*SOURCE RECORDS:*
-=-=-
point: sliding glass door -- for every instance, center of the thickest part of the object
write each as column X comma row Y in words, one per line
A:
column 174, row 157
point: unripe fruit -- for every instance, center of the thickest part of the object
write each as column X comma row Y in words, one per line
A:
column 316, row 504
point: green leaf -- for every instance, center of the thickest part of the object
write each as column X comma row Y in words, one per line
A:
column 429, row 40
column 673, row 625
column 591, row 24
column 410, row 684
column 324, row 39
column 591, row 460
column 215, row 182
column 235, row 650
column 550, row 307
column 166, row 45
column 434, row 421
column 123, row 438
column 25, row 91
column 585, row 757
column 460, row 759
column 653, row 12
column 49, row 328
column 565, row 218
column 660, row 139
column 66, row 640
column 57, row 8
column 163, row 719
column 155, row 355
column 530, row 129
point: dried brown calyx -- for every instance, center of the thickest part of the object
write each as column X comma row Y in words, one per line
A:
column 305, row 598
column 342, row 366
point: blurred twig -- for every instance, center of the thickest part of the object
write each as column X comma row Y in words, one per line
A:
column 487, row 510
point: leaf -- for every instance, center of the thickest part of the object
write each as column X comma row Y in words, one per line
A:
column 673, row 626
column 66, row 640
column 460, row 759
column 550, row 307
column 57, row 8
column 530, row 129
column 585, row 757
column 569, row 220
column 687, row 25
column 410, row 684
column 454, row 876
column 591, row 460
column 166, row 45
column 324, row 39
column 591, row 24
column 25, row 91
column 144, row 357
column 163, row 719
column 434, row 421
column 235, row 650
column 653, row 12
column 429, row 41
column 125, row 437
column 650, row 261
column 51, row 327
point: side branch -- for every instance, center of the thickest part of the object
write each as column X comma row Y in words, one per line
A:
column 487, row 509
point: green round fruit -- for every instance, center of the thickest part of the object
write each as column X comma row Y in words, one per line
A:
-=-=-
Please extract exactly, and only, the lines from the line containing "point: green round" through the last line of the records.

*RESULT FOR THIS EXERCISE:*
point: green round fruit -- for every instance, center of the thickest part of the object
write each as column X comma row Y in words, one per line
A:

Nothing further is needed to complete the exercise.